YOUR OBJECTIVE => Reproduce all of the material below word for word, from the first line to the last.

RAW RECORDS =>
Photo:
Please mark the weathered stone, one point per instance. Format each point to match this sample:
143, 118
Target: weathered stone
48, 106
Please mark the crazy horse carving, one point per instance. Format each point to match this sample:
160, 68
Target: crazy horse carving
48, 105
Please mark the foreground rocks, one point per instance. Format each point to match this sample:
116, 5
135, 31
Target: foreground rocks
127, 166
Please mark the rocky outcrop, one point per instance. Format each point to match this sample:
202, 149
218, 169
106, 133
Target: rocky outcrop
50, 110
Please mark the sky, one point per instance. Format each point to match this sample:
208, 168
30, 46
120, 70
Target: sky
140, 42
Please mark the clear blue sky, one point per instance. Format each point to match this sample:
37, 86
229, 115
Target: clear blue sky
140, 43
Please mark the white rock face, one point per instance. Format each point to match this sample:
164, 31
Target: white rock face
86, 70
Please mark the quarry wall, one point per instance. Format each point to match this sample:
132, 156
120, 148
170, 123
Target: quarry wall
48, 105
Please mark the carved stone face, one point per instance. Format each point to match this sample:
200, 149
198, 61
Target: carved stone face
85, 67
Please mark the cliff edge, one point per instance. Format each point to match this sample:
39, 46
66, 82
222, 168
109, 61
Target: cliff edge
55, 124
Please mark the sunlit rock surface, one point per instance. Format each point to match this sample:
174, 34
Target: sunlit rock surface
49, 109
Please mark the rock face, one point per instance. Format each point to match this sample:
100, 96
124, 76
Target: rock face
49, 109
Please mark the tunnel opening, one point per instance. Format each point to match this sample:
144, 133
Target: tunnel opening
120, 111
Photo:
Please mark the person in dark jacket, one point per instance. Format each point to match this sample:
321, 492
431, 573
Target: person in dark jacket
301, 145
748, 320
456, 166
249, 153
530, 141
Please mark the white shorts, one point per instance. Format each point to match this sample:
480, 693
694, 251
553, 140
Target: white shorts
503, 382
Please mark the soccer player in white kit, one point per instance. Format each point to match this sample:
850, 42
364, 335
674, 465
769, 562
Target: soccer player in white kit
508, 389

SOLVED PROBLEM =>
Photo:
Please mark the weathered stone, one point per instance. Format each point to match this sample:
143, 118
Target: weathered stone
48, 106
Please mark the crazy horse carving, one point per instance. Format each point to match this sample:
160, 68
Target: crazy horse carving
48, 105
Please mark the foreground rocks, one point per instance. Format each point to match this sample:
116, 5
135, 31
Target: foreground rocks
127, 166
Please mark the rocky outcrop, one point per instance. Format each point to match this sample:
202, 149
218, 169
106, 133
Target: rocky outcrop
50, 110
Please mark the sky, one point per instance. Format each point to match this sample:
208, 168
30, 46
120, 70
Target: sky
140, 42
Please mark the clear blue sky, one point per instance. Format each point to match this sample:
37, 86
229, 115
Target: clear blue sky
140, 43
Please mark the white rock face, one point per instance. Format each point to match this sample:
164, 31
Target: white rock face
86, 70
Please mark the quarry wall, one point per instance. Format each point to match this sample:
132, 156
120, 148
170, 123
Target: quarry wall
48, 105
Please mark the carved stone face, one point per instance. Format each point to match this sample:
200, 149
198, 61
Target: carved stone face
85, 67
Please mark the cliff edge, one point per instance. Format each point to match this sample:
39, 46
66, 82
222, 168
109, 61
Target: cliff edge
55, 124
Please mark the sunlit rock surface, one point per instance. Format each point to match this sample:
174, 34
Target: sunlit rock surface
49, 109
Please mark the rock face, one point per instance. Format each point to match this sample:
100, 96
124, 76
Target: rock face
49, 109
Please mark the tunnel opening, one point per instance. Format each point to match this sample:
144, 133
Target: tunnel opening
120, 111
Photo:
Please mark the person in dark jacket, one point per instance. Format each point to match this sample:
321, 492
431, 573
Target: person in dark jacket
301, 145
748, 320
456, 166
249, 153
530, 141
Please mark the white shorts, one point per instance. Format each point to match this sample:
480, 693
694, 251
553, 140
Target: white shorts
503, 382
Please mark the soccer player in white kit, one point per instance. Format each point to match this sample:
850, 42
364, 335
674, 465
769, 562
Target: soccer player in white kit
508, 389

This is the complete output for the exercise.